### Belge metni ###
Amerika'dan2

Sizlere birazda hayatın içinden yazmak istedim. Özellikle yaşam şartlarından...O kadar çok fotoğraf çekmişim ki hangisini koyacağımı şaşırdım. Sizinde göreceğiniz gibi hepsi birbirinden güzel manzaralar...

Konutlar ve sosyal donatılar
Amerika özellikle İndianapolis çevresi plancı gözüyle bakıldığında mükemmel bir şehir diyebilirim. Bizim için şehirdeki en önemli şeylerden biri kimliğinin olması bir uyumun bulunmasıdır. İlla çok düz, aynı standartta olmak değil bu ama bir bütünlük içermesi. Şehir meydanlarının olması. Sanat sokaklarının, yürüyüş koşu bisiklet yollarının olması, adım başı gölet ve parkların olması, yani bol yeşil alanın olması önemli benim için. Binalar aynı karakterde  renk ve doku da benzer. Yani görüntüyü bozacak göze batan kötü bir şey yok. Her şey planlanmış ona göre yapılmış zaten. Önce altyapı sonra üst yapı.
### Kayıtlı veriler ###
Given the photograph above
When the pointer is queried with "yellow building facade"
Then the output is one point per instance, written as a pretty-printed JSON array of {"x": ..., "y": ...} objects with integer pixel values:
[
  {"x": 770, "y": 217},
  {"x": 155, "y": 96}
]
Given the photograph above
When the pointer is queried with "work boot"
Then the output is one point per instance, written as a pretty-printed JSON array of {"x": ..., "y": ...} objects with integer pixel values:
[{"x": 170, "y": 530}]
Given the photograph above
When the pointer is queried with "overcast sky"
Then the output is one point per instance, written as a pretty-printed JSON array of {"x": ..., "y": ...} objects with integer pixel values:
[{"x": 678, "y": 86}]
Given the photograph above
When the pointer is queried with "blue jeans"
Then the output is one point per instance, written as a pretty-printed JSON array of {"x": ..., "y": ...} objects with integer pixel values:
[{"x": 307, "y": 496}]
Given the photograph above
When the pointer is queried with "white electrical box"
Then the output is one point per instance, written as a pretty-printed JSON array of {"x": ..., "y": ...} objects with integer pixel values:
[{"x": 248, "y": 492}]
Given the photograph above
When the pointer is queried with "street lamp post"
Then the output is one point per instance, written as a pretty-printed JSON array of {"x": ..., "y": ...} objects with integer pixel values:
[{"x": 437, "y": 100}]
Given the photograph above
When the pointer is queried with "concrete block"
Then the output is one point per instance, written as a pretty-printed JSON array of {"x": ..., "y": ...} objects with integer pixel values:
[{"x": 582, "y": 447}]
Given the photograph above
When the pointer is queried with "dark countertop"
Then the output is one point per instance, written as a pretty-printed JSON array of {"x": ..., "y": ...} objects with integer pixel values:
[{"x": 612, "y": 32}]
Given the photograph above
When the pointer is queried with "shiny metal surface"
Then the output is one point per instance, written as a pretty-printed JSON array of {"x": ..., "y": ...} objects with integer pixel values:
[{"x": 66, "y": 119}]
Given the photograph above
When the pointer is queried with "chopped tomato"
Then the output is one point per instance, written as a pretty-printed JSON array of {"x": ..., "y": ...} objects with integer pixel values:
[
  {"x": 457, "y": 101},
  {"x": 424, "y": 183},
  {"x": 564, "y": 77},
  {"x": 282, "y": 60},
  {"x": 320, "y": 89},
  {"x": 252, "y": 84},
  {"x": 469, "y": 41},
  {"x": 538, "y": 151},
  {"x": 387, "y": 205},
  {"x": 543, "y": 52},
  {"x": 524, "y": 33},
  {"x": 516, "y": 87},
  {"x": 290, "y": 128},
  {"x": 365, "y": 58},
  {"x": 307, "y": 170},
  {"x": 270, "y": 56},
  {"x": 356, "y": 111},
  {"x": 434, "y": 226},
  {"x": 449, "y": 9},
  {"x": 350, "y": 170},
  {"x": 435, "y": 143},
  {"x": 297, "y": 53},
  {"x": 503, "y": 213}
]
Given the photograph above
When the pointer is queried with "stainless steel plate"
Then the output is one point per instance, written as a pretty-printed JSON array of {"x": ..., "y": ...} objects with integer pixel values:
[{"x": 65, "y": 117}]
###
▶ Alıştırma ayrıntıları
Amerika'daki yaşam ve Indianapolis üzerine olan yazıyı baştan sona, tek harfini bile değiştirmeden çıkar.

▶ Görev sonucu
Amerika'dan2

Sizlere birazda hayatın içinden yazmak istedim. Özellikle yaşam şartlarından...O kadar çok fotoğraf çekmişim ki hangisini koyacağımı şaşırdım. Sizinde göreceğiniz gibi hepsi birbirinden güzel manzaralar...

Konutlar ve sosyal donatılar
Amerika özellikle İndianapolis çevresi plancı gözüyle bakıldığında mükemmel bir şehir diyebilirim. Bizim için şehirdeki en önemli şeylerden biri kimliğinin olması bir uyumun bulunmasıdır. İlla çok düz, aynı standartta olmak değil bu ama bir bütünlük içermesi. Şehir meydanlarının olması. Sanat sokaklarının, yürüyüş koşu bisiklet yollarının olması, adım başı gölet ve parkların olması, yani bol yeşil alanın olması önemli benim için. Binalar aynı karakterde  renk ve doku da benzer. Yani görüntüyü bozacak göze batan kötü bir şey yok. Her şey planlanmış ona göre yapılmış zaten. Önce altyapı sonra üst yapı.